### DATA TO PROCESS

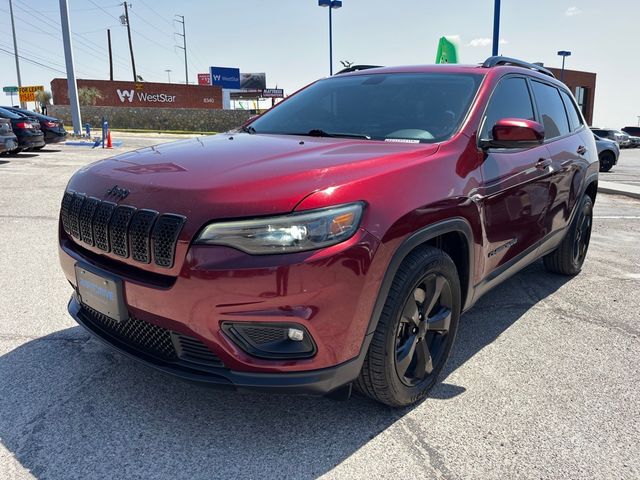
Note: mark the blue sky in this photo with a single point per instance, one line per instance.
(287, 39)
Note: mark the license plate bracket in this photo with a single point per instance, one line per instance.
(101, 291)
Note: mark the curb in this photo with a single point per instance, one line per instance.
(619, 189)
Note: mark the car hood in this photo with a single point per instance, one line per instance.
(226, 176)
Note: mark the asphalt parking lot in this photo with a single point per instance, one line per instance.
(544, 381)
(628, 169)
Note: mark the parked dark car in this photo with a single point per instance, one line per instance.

---

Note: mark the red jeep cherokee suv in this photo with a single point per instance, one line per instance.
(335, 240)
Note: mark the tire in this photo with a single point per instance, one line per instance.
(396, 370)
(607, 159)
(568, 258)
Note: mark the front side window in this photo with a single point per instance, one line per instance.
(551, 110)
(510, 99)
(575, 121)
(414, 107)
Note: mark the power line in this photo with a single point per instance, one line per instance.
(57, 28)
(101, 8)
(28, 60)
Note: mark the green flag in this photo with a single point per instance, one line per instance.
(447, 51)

### GIVEN TASK
In the listing above, swap "curb" for "sidewalk" in the part that opens with the line containing "Note: mark the blue" and closes with the line containing "Note: mark the parked". Return only those lines, with everything else left as it is.

### TASK RESULT
Note: mark the blue sky in this photo with a single point per instance, one line per instance.
(287, 39)
Note: mark the license plate bracket in this photo with a single point per instance, one line per instance.
(101, 291)
Note: mark the sidewalk in this photo with a single point per instance, one line per instance.
(619, 189)
Note: mark the car hood in this photo with a single point per instance, one line per instance.
(226, 176)
Note: mark the asphalt parking lot in this photo with a single point per instance, one line per instance.
(544, 381)
(628, 169)
Note: mark the parked dark car in this photo with a single point per instance, one line per instance.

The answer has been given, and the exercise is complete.